| Aim |
Count the lines in the data below that contain the string "hour". Reply with the number only.

[Excerpts from point annotation data]
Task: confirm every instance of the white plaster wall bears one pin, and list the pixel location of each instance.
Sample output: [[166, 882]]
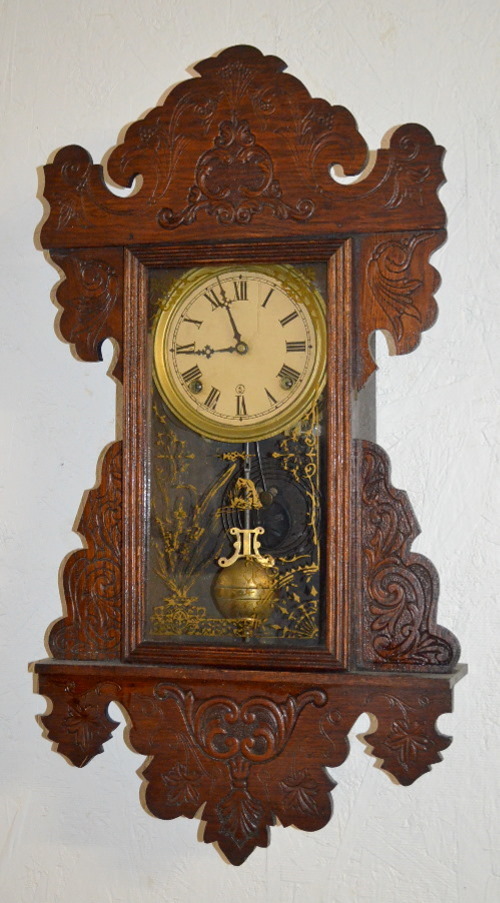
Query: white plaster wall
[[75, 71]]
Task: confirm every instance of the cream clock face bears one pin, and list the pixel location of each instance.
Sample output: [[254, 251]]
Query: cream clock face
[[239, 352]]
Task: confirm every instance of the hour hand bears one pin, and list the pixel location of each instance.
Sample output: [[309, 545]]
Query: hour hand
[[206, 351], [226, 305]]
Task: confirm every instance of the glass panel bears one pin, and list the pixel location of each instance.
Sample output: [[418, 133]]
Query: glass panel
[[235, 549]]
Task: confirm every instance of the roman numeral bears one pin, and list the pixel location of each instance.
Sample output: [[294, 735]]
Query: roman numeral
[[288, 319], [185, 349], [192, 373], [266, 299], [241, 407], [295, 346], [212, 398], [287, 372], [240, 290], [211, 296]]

--

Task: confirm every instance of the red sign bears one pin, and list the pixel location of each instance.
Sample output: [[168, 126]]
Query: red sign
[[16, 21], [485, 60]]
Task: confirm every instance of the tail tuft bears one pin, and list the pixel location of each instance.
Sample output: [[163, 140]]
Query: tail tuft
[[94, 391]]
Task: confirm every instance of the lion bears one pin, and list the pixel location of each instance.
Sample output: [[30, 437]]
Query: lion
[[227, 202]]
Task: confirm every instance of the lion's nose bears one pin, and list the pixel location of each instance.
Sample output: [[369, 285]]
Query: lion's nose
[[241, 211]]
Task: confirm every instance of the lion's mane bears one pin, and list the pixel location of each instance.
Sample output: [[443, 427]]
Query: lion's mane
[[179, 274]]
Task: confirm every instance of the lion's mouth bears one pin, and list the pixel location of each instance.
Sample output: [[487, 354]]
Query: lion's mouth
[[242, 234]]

| Response to this task |
2